● Given problem 1
In the pricing transcript, which team launched surge pricing as Uber grew?
● Given problem 2
Reproduce the pricing transcript word for word, everything from "And so when" down to "dimensions layered in.".

● Supplied text
+ + +
And what is the cost of that? And so on both sides of the market, figuring out what. Is the opportunity cost? What's the willingness to come onto the platform for [00:05:00] the drivers, and what's the willingness to pay for the riders? And finding that middle ground in a general market. So I'll give you an example.
In Boston at least during the time I was there, historically, low unemployment rates. People were getting jobs left and right. It was very hard to attract drivers and attract good drivers to stay on the platform for a period of time. So our base pricing just had to be higher. And you're right. In Boston would've been more than a different, think about a different comparable city.
So that's at a macro level. Then of course as Uber got larger and there was more volume, the data science team launched surge pricing. So I wound up be a, being a PM and helping to stand up that product and that program because there's a science, but then there's a ui, like what does Tracy see in her app when she opens the app?
And so when we get into that. More granular pricing. Then you have geolocations. I'm not sure what part of the bay area you're sitting in now, but it should probably be surging at a different level than like financial district or the [00:06:00] marina and different times. So you have all these different dimensions layered in.
So you very quickly as a, I'm talking you're probably assess, it's like it's a very data heavy and a technology problem. But ultimately one of my big learnings out of that experience running pricing is so much of it. Is the user experience. How does the rider or driver feel when they're presented with this option and how do they react and how does their behavior change moving forward?
+ + +
● Data rows
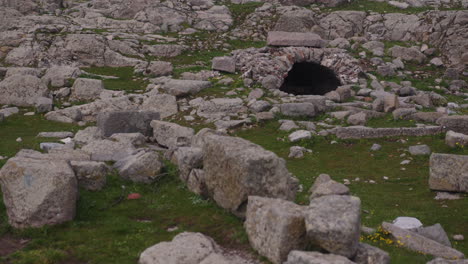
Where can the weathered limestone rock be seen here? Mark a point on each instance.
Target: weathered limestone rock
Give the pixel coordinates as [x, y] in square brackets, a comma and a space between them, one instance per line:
[114, 149]
[158, 69]
[324, 185]
[59, 76]
[310, 257]
[44, 105]
[110, 123]
[164, 104]
[299, 135]
[367, 254]
[91, 175]
[225, 64]
[86, 89]
[446, 261]
[171, 135]
[236, 168]
[435, 232]
[275, 227]
[448, 172]
[164, 50]
[413, 241]
[454, 139]
[38, 192]
[333, 222]
[181, 88]
[187, 159]
[357, 119]
[390, 103]
[185, 248]
[419, 150]
[457, 123]
[22, 90]
[142, 167]
[297, 109]
[407, 54]
[61, 134]
[87, 135]
[281, 38]
[367, 132]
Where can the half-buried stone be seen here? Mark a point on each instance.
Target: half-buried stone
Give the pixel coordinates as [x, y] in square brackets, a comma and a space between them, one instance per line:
[310, 78]
[236, 168]
[38, 192]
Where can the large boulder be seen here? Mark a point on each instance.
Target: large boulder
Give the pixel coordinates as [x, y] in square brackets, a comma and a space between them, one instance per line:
[188, 248]
[187, 159]
[454, 139]
[164, 104]
[171, 135]
[38, 192]
[367, 254]
[419, 243]
[236, 168]
[298, 109]
[275, 227]
[86, 89]
[407, 54]
[448, 172]
[324, 185]
[126, 122]
[225, 64]
[457, 123]
[91, 175]
[281, 38]
[333, 223]
[142, 167]
[308, 257]
[181, 88]
[22, 90]
[114, 149]
[59, 76]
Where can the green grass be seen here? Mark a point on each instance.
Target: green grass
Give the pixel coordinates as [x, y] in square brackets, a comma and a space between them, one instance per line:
[104, 233]
[126, 80]
[406, 193]
[388, 121]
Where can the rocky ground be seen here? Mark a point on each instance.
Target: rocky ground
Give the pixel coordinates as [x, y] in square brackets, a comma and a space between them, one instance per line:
[151, 132]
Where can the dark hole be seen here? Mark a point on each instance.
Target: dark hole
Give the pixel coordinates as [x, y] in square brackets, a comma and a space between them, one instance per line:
[310, 78]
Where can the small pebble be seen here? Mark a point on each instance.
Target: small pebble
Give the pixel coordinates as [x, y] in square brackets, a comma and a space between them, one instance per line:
[172, 229]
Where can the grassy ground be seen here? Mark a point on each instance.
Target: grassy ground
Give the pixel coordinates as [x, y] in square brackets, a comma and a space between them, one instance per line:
[105, 231]
[109, 229]
[405, 193]
[126, 80]
[382, 7]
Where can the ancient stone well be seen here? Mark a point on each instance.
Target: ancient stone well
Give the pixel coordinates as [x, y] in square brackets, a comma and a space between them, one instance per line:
[310, 78]
[299, 70]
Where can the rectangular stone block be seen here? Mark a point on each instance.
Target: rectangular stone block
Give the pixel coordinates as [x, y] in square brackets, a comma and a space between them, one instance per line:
[126, 122]
[298, 39]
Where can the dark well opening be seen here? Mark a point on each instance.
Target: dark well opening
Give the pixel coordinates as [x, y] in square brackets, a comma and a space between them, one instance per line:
[310, 78]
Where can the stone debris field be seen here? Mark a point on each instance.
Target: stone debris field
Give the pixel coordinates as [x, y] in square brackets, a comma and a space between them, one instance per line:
[234, 131]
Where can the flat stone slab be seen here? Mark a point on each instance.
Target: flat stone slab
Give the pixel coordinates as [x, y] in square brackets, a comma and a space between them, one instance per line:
[298, 39]
[61, 134]
[368, 132]
[418, 243]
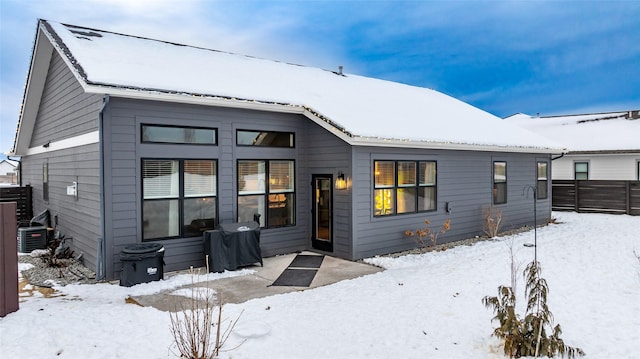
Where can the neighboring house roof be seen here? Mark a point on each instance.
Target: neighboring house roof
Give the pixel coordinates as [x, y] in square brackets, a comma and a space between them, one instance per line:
[360, 110]
[596, 132]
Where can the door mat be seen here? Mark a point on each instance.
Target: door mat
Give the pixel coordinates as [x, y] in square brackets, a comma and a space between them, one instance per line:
[295, 278]
[306, 261]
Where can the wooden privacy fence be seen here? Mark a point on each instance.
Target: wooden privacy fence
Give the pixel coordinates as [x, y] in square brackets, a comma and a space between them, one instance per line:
[22, 196]
[596, 196]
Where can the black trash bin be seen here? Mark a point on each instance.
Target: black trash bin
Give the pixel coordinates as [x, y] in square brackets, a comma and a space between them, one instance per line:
[141, 263]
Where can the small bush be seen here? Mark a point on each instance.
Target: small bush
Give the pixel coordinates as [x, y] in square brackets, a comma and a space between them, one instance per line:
[533, 335]
[425, 237]
[492, 221]
[191, 325]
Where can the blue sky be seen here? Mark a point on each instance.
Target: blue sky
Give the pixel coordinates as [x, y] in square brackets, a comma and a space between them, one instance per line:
[505, 57]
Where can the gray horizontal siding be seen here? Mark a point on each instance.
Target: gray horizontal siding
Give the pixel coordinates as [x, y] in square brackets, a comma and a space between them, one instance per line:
[123, 153]
[77, 219]
[65, 110]
[464, 179]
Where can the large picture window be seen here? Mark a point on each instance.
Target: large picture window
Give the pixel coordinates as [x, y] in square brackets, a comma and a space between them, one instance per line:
[404, 187]
[267, 189]
[179, 197]
[542, 181]
[264, 138]
[499, 182]
[182, 135]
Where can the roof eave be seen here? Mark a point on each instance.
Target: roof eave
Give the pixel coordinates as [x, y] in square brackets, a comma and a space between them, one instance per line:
[40, 59]
[382, 142]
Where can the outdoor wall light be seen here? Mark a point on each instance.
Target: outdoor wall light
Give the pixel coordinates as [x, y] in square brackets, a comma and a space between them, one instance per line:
[341, 183]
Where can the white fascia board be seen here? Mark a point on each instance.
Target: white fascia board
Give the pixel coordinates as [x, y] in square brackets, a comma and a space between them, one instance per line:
[382, 142]
[72, 142]
[43, 50]
[186, 98]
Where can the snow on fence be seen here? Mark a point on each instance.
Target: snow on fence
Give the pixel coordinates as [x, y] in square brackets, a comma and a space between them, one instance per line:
[597, 196]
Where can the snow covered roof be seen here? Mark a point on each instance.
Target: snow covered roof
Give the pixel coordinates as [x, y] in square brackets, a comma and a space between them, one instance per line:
[360, 110]
[596, 132]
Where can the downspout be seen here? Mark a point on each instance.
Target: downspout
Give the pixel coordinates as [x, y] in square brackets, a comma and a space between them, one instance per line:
[19, 169]
[101, 255]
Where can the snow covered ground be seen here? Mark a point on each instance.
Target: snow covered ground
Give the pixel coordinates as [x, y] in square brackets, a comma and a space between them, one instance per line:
[421, 306]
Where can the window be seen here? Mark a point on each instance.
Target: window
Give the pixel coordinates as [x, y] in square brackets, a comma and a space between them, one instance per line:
[266, 188]
[45, 182]
[499, 182]
[183, 135]
[404, 187]
[542, 180]
[264, 139]
[581, 170]
[179, 197]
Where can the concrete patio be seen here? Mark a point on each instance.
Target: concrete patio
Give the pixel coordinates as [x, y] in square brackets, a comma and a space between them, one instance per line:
[259, 284]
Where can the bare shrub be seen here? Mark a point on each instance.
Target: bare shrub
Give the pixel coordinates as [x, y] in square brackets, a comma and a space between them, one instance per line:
[534, 334]
[192, 323]
[492, 221]
[425, 237]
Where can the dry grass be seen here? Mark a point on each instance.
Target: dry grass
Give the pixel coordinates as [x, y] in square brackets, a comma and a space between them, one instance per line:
[193, 322]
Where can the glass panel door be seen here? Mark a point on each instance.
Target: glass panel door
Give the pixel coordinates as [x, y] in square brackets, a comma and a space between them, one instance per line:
[322, 212]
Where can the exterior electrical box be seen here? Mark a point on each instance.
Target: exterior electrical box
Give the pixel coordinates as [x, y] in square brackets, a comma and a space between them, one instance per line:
[31, 238]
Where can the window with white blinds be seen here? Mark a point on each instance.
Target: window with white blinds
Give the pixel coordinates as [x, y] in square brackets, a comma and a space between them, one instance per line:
[542, 188]
[179, 197]
[160, 179]
[267, 188]
[499, 182]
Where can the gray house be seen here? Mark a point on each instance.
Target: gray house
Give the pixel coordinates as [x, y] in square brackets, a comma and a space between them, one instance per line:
[129, 140]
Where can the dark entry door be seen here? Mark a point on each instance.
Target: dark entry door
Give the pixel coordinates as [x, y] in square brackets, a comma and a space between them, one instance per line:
[321, 237]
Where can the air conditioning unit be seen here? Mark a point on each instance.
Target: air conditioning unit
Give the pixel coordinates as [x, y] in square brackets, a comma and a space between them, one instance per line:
[31, 238]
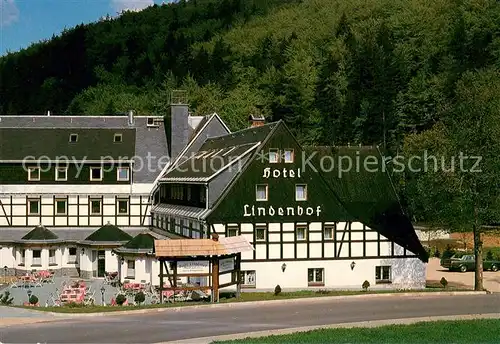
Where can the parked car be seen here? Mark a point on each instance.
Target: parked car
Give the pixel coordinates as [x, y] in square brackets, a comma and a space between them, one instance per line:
[467, 262]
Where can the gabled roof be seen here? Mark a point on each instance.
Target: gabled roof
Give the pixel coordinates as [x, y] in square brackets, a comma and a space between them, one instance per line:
[91, 144]
[218, 154]
[366, 191]
[202, 247]
[148, 141]
[40, 233]
[141, 241]
[108, 233]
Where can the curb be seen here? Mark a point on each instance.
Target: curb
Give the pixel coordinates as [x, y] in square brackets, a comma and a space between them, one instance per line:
[260, 303]
[366, 324]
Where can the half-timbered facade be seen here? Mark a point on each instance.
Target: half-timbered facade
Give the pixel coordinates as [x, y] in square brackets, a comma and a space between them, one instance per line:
[312, 224]
[74, 175]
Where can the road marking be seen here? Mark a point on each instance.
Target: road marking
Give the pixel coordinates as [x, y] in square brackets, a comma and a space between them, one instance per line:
[375, 323]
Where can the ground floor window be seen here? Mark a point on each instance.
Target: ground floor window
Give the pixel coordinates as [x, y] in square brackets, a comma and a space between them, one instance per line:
[131, 269]
[232, 230]
[383, 274]
[247, 278]
[37, 258]
[316, 277]
[22, 256]
[72, 255]
[52, 257]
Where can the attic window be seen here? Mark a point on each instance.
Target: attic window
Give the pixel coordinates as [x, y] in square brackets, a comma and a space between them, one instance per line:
[151, 122]
[229, 151]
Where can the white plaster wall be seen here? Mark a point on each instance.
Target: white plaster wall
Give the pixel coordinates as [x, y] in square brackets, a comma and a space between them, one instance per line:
[7, 257]
[74, 210]
[407, 273]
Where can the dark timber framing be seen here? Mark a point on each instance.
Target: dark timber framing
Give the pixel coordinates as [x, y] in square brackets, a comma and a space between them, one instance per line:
[213, 274]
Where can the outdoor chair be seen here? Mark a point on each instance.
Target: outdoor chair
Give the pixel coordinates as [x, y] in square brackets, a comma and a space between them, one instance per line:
[89, 299]
[14, 283]
[55, 302]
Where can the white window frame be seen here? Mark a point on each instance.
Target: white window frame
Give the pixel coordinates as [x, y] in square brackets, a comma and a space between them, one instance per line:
[275, 151]
[266, 186]
[72, 257]
[118, 174]
[58, 177]
[296, 192]
[130, 271]
[30, 171]
[383, 280]
[65, 206]
[92, 179]
[260, 228]
[232, 229]
[118, 200]
[248, 278]
[315, 282]
[36, 261]
[52, 259]
[292, 156]
[328, 229]
[91, 208]
[301, 228]
[37, 200]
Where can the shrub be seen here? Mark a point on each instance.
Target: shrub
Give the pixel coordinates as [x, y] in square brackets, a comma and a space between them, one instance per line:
[443, 282]
[5, 299]
[120, 299]
[74, 305]
[140, 297]
[277, 290]
[33, 300]
[323, 291]
[448, 252]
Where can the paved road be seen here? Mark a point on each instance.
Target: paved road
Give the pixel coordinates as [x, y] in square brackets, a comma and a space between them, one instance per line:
[185, 324]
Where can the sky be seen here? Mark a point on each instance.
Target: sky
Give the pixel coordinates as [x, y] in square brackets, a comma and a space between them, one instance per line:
[23, 22]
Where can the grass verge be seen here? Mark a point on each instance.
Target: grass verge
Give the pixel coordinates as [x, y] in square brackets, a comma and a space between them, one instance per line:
[457, 332]
[229, 297]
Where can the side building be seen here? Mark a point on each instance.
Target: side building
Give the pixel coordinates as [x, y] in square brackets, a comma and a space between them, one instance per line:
[74, 188]
[313, 223]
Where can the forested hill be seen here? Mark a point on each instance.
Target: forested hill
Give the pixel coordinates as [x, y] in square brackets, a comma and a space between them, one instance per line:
[336, 71]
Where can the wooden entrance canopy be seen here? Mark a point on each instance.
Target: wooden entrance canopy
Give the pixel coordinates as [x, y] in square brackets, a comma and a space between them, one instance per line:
[192, 250]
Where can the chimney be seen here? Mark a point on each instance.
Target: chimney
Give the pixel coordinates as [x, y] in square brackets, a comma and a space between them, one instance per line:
[215, 237]
[178, 124]
[256, 121]
[131, 117]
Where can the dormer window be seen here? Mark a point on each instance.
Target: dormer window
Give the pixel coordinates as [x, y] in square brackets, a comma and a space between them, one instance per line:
[274, 156]
[34, 173]
[95, 174]
[151, 122]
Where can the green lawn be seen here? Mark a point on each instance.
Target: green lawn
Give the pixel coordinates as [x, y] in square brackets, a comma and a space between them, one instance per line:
[230, 297]
[456, 332]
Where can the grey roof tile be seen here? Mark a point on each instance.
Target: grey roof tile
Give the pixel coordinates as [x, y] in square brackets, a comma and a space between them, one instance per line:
[151, 148]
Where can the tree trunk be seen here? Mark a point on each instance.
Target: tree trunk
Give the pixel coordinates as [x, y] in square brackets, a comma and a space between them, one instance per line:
[478, 252]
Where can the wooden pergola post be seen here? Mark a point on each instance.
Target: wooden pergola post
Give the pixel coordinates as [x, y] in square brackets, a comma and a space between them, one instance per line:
[215, 280]
[162, 261]
[237, 264]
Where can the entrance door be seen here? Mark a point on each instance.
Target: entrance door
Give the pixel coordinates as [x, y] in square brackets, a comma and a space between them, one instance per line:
+ + +
● Full solution 1
The data science team.

● Full solution 2
And so when we get into that. More granular pricing. Then you have geolocations. I'm not sure what part of the bay area you're sitting in now, but it should probably be surging at a different level than like financial district or the [00:06:00] marina and different times. So you have all these different dimensions layered in.